# [Requirement]
Reproduce exactly the lines from the one containing "I bet you can't find the ponytail" through the last line of the data, both ends included.

# [Data extract]
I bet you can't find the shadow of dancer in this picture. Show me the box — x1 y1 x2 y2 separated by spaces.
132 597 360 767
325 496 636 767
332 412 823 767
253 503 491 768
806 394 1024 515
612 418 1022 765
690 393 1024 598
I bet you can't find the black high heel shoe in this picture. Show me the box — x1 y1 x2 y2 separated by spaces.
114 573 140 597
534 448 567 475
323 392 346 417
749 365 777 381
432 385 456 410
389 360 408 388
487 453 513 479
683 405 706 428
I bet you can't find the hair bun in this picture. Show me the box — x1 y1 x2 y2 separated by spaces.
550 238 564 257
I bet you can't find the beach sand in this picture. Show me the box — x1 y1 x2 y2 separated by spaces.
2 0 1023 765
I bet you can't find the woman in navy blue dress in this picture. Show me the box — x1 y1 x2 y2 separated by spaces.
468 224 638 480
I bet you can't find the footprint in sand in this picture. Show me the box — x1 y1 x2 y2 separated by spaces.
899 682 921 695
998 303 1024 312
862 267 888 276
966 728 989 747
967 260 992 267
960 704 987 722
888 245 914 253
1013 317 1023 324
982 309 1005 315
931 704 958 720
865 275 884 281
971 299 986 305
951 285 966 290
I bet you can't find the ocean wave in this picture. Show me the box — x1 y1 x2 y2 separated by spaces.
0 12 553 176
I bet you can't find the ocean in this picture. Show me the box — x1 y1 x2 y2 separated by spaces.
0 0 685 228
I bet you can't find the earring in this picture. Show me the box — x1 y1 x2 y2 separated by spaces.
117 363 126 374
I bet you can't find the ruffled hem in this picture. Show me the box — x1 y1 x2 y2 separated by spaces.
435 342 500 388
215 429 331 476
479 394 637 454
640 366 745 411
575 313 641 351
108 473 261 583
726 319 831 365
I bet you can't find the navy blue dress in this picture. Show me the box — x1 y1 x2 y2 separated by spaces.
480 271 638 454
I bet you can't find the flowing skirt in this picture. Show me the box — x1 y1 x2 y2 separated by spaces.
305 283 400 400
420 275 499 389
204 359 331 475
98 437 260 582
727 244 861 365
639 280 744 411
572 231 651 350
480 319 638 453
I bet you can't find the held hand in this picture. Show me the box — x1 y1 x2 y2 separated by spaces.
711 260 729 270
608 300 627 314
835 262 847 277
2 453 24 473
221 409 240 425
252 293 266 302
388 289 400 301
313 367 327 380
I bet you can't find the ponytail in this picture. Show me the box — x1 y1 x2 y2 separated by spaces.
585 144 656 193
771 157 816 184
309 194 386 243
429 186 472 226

# [Task result]
I bet you can't find the ponytail in this picture. Show me the box — x1 y1 x2 y2 separated by spaces.
585 144 656 193
771 157 816 184
309 194 386 243
429 186 472 226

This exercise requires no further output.